### TO DO
Copy out all of the data exactly as it appears.

-- Start of DATA FOR THE TASK --

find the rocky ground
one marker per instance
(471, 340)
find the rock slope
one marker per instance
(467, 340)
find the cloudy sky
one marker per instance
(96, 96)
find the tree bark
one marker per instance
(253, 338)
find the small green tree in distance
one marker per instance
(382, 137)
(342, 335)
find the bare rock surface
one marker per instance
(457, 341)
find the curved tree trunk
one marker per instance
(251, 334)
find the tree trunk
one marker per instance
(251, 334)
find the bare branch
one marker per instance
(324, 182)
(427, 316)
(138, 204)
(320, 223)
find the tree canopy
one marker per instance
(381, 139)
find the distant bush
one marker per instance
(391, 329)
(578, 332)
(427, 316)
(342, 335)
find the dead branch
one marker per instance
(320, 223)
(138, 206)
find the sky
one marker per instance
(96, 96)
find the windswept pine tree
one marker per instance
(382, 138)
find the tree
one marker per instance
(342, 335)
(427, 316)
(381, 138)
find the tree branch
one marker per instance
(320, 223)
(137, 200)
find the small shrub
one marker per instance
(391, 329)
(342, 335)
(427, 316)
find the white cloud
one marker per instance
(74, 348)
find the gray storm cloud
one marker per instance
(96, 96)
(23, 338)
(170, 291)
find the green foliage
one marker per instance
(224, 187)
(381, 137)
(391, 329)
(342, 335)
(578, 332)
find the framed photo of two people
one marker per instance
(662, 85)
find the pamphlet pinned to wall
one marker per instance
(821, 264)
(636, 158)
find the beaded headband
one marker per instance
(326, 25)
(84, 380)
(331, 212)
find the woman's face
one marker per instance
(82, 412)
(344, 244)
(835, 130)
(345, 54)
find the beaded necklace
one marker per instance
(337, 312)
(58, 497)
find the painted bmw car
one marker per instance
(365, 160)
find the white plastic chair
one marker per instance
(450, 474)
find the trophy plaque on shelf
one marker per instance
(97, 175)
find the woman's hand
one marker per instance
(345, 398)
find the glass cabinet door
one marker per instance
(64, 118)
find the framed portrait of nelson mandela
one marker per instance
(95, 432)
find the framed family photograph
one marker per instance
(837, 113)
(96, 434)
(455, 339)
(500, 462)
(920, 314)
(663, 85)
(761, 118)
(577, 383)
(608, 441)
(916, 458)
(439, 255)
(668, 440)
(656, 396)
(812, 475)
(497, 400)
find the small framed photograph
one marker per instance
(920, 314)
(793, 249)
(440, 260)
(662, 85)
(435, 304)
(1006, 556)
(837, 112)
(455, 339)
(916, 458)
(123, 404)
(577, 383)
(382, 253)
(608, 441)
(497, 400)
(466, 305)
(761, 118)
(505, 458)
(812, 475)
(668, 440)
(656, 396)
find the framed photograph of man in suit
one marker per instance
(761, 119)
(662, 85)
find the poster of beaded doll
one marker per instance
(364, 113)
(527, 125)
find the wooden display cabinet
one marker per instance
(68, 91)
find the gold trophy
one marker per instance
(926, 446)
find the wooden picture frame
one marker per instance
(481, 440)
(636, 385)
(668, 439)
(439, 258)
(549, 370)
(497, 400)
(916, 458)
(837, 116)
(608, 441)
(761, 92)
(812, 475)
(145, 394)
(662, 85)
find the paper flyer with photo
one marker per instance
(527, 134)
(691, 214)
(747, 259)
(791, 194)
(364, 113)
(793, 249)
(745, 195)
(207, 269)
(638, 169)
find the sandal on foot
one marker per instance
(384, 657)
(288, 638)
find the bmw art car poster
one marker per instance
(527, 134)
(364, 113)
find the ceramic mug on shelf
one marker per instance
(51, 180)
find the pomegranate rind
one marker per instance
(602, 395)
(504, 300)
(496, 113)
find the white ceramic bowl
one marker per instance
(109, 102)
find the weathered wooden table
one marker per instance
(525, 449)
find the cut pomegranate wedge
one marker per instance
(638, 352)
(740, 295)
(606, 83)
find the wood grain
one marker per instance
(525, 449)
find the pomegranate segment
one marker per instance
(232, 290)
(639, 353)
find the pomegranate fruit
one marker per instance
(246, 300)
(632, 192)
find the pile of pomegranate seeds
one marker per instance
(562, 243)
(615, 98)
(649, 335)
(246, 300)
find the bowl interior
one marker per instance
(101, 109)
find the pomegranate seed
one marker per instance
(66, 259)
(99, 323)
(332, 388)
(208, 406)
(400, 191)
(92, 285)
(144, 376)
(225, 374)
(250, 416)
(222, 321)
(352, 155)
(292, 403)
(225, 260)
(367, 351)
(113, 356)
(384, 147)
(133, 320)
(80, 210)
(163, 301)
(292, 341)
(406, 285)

-- End of DATA FOR THE TASK --

### WORKED SOLUTION
find the rocky ground
one marker per instance
(471, 340)
find the rock slope
one marker per instance
(467, 340)
find the cloudy sky
one marker per instance
(96, 96)
find the tree bark
one marker per instance
(253, 338)
find the small green tree in distance
one marker per instance
(382, 137)
(342, 335)
find the bare rock surface
one marker per instance
(457, 341)
find the curved tree trunk
one marker per instance
(251, 334)
find the tree trunk
one marker per instance
(251, 334)
find the bare branch
one marker per instance
(324, 182)
(427, 316)
(138, 204)
(320, 223)
find the tree canopy
one marker per instance
(381, 139)
find the distant bush
one marker per instance
(391, 329)
(578, 332)
(427, 316)
(342, 335)
find the dead branch
one marker per instance
(320, 223)
(138, 206)
find the sky
one marker per instance
(96, 96)
find the windswept pine tree
one marker per instance
(382, 138)
find the tree
one marker per instance
(342, 335)
(427, 316)
(381, 138)
find the tree branch
one marker per instance
(320, 223)
(137, 200)
find the small shrub
one marker per instance
(391, 329)
(342, 335)
(427, 316)
find the white cloud
one marker per instance
(74, 348)
find the gray storm cloud
one marker per instance
(96, 96)
(23, 338)
(170, 291)
find the green foliage
one marker per instance
(224, 187)
(381, 137)
(391, 329)
(342, 335)
(578, 332)
find the framed photo of two people
one marker per instance
(662, 85)
find the pamphlet pinned to wall
one marker per instance
(821, 264)
(636, 158)
find the beaded headband
one marker per instance
(326, 25)
(84, 380)
(331, 212)
find the woman's face
one marker per instance
(82, 412)
(344, 244)
(835, 130)
(345, 54)
find the beaded necklace
one marker per instance
(337, 312)
(58, 497)
find the painted bmw car
one marker per instance
(365, 160)
find the white plastic chair
one marker per instance
(450, 474)
find the trophy plaque on shelf
one marker per instance
(97, 175)
find the woman's hand
one marker per instance
(345, 398)
find the glass cabinet door
one marker per instance
(64, 118)
find the framed portrait of nelson mandela
one marker per instance
(95, 432)
find the framed family photograph
one marker per instance
(837, 113)
(96, 434)
(455, 339)
(500, 462)
(920, 314)
(663, 85)
(761, 118)
(577, 383)
(608, 441)
(916, 458)
(439, 255)
(668, 440)
(656, 396)
(812, 475)
(497, 400)
find the small framed photograph
one marker per instance
(920, 314)
(793, 249)
(440, 260)
(662, 85)
(435, 304)
(1006, 556)
(837, 112)
(455, 339)
(916, 458)
(123, 404)
(577, 383)
(382, 253)
(608, 441)
(497, 400)
(466, 305)
(761, 118)
(505, 458)
(812, 475)
(668, 440)
(656, 396)
find the framed photograph of man in suit
one marker per instance
(761, 119)
(662, 85)
find the poster of beaded doll
one marker per instance
(364, 113)
(527, 125)
find the wooden display cabinet
one marker per instance
(68, 91)
find the gold trophy
one marker per instance
(926, 446)
find the wooden picture frame
one marker per instance
(481, 440)
(636, 385)
(668, 439)
(439, 258)
(549, 370)
(497, 400)
(916, 458)
(837, 116)
(608, 441)
(761, 92)
(812, 475)
(145, 394)
(662, 85)
find the paper flyer with photo
one marker per instance
(527, 134)
(691, 214)
(747, 259)
(791, 194)
(364, 113)
(793, 249)
(745, 195)
(207, 269)
(638, 169)
find the sandal on foot
one marker per instance
(384, 657)
(288, 638)
find the bmw art car poster
one marker per instance
(527, 134)
(364, 113)
find the ceramic mug on shelf
one marker per instance
(51, 180)
find the pomegranate rind
one marker per instance
(602, 395)
(504, 300)
(496, 113)
find the white ceramic bowl
one marker per instance
(109, 102)
find the weathered wooden table
one marker per instance
(525, 449)
find the cut pomegranate wedge
one marker per instance
(638, 352)
(740, 295)
(606, 83)
find the wood grain
one marker per instance
(525, 449)
find the pomegranate segment
one marker per instance
(232, 290)
(639, 353)
find the pomegranate fruit
one marker per instance
(246, 300)
(632, 192)
find the pile of pomegranate seeds
one marker per instance
(562, 243)
(615, 98)
(649, 335)
(246, 300)
find the bowl interior
one marker per instance
(101, 109)
find the pomegranate seed
one marker per instance
(66, 259)
(99, 323)
(332, 388)
(208, 406)
(400, 191)
(92, 285)
(144, 376)
(225, 374)
(250, 416)
(222, 321)
(352, 155)
(292, 403)
(225, 260)
(367, 351)
(113, 356)
(384, 147)
(133, 320)
(80, 210)
(163, 301)
(292, 341)
(406, 285)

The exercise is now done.